- **GOAL 1**
Count the lines in the records below that contain the string "skirt", treating case as significant, and reply with the number alone.

Two teams funded by the National Science Foundation made their discoveries within days of each other in December, during the brief Antarctic summer.


The fossils were separated by 2,000 miles and 120 million years. The primitive plant-eater grazed about 190 million years ago, early in the Jurassic period. The carnivore hunted at the end of the Cretaceous period, just 70 million years ago.

The scientists were jubilant about their good luck. "You don't immediately want to believe it, just in case," said paleontologist William Hammer, of Augustana College in Rock Island, Ill., who led the second team. But when it sinks in, he said, "it's close to pandemonium."

Paleontologists have been finding dinosaur fossils in the Antarctic since 1986, when an Argentine team found evidence of an armored plant-eater called an ankylosaur that lived near the end of the age of dinosaurs.

- **GOAL 2**
Reproduce the stretch of the passage on Antarctic dinosaur fossils from "Two teams funded" through "million years ago.", substituting "meat-eater" for "carnivore".

Saved data entries

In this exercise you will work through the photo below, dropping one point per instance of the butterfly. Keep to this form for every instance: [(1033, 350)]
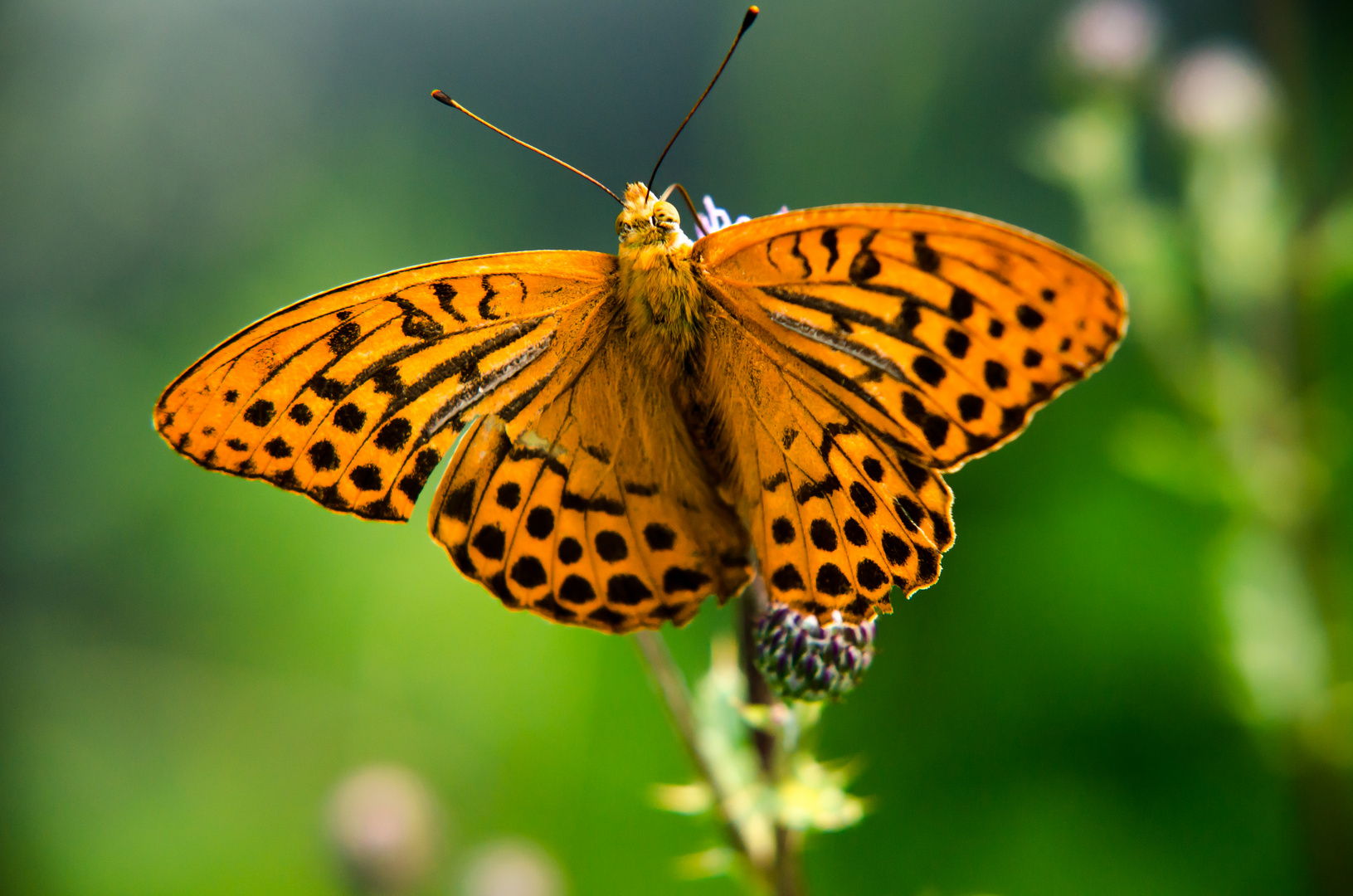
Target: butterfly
[(630, 433)]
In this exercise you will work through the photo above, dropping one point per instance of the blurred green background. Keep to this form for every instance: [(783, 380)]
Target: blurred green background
[(190, 664)]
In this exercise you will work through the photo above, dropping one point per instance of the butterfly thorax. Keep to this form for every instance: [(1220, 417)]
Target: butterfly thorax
[(656, 279)]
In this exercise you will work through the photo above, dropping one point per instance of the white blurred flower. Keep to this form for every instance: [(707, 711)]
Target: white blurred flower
[(1112, 37), (1219, 92), (385, 825), (513, 868), (714, 218)]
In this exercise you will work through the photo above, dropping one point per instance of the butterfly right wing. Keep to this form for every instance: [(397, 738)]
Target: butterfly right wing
[(353, 396), (598, 514)]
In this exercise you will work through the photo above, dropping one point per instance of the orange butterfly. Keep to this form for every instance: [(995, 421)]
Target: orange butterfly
[(628, 426)]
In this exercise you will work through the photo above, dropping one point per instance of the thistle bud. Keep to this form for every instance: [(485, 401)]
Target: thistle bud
[(804, 660)]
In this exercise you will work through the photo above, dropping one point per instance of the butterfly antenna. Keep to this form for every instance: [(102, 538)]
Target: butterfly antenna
[(694, 216), (443, 98), (747, 22)]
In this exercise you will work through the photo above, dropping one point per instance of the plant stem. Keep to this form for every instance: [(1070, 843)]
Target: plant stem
[(671, 684), (785, 874)]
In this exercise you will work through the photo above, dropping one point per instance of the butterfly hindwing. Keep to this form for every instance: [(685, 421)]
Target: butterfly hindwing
[(597, 514), (836, 516), (945, 329), (352, 397)]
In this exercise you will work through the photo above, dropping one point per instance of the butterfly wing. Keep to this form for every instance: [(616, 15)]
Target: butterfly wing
[(600, 514), (353, 396), (862, 351)]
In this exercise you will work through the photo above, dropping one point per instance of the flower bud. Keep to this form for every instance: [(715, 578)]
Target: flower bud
[(1112, 37), (383, 825), (802, 660)]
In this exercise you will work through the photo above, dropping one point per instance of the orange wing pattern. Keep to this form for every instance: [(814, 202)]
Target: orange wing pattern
[(893, 343), (600, 514), (353, 396), (838, 518), (949, 329)]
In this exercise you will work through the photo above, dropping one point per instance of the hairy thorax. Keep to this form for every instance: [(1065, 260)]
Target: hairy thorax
[(664, 304)]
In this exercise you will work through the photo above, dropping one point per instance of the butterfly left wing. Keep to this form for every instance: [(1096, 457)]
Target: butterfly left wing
[(945, 329), (353, 396), (862, 349)]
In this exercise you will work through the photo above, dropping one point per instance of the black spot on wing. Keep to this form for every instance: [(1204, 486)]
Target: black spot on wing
[(659, 536), (1029, 319), (394, 435), (828, 241), (260, 413), (540, 523), (413, 482), (926, 257), (961, 304)]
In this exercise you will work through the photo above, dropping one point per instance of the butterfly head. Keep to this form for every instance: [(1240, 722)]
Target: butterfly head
[(649, 221)]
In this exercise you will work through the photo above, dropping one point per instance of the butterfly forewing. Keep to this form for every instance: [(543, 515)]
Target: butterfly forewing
[(953, 325), (353, 396)]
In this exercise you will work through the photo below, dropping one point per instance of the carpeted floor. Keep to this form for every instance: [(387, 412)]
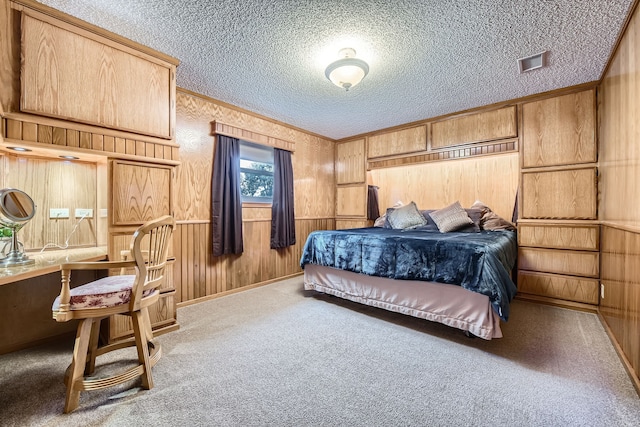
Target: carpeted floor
[(281, 356)]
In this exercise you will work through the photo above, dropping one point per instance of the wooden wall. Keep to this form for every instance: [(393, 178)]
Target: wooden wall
[(619, 157), (197, 273), (434, 185)]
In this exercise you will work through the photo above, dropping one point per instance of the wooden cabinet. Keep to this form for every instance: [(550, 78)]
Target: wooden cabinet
[(351, 185), (473, 128), (403, 141), (558, 236), (139, 192), (93, 79)]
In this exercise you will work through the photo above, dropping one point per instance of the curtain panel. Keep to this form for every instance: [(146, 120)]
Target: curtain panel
[(226, 201), (283, 225)]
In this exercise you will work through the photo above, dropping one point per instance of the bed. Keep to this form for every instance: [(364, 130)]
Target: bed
[(459, 277)]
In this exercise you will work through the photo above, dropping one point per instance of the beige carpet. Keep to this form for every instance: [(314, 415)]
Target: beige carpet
[(281, 356)]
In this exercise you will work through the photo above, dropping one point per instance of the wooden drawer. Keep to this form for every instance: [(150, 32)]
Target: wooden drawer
[(576, 237), (573, 263), (162, 313), (557, 286)]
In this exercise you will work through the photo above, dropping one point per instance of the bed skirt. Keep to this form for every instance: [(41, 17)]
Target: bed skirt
[(447, 304)]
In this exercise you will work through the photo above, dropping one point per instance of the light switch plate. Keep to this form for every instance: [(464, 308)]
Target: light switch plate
[(58, 213), (87, 213)]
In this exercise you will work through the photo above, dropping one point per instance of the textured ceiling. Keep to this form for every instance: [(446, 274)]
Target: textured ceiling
[(427, 58)]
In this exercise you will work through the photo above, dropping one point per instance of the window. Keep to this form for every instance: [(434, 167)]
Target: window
[(256, 173)]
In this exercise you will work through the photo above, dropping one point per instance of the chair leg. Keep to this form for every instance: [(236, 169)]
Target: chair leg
[(93, 347), (142, 344), (77, 367)]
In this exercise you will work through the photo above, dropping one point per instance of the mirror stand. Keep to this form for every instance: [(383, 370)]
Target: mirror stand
[(15, 257)]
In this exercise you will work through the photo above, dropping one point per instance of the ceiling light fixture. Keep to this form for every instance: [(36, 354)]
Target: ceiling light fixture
[(348, 71)]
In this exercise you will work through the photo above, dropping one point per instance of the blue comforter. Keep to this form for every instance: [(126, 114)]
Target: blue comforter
[(479, 262)]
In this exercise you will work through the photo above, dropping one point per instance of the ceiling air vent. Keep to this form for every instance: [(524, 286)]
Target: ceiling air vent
[(533, 62)]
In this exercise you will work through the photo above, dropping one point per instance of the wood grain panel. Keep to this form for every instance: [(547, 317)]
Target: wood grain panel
[(568, 194), (351, 200), (313, 160), (350, 162), (140, 192), (42, 179), (559, 130), (472, 128), (573, 263), (398, 142), (342, 224), (91, 80), (557, 286), (620, 306), (491, 179), (198, 275), (560, 237)]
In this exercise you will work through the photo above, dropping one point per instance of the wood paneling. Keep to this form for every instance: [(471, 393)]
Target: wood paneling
[(619, 166), (573, 263), (200, 275), (559, 130), (491, 179), (455, 153), (620, 306), (350, 162), (140, 192), (476, 127), (351, 201), (398, 142), (568, 194), (93, 80), (313, 169), (42, 179), (578, 237), (570, 288)]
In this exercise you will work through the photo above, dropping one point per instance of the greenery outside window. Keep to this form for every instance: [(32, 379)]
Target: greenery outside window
[(256, 173)]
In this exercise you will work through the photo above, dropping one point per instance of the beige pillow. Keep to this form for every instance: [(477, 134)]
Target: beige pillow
[(405, 217), (490, 220), (451, 218)]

- **WRITTEN REPLY 1**
2

- **WRITTEN REPLY 2**
Two teams funded by the National Science Foundation made their discoveries within days of each other in December, during the brief Antarctic summer.


The fossils were separated by 2,000 miles and 120 million years. The primitive plant-eater grazed about 190 million years ago, early in the Jurassic period. The meat-eater hunted at the end of the Cretaceous period, just 70 million years ago.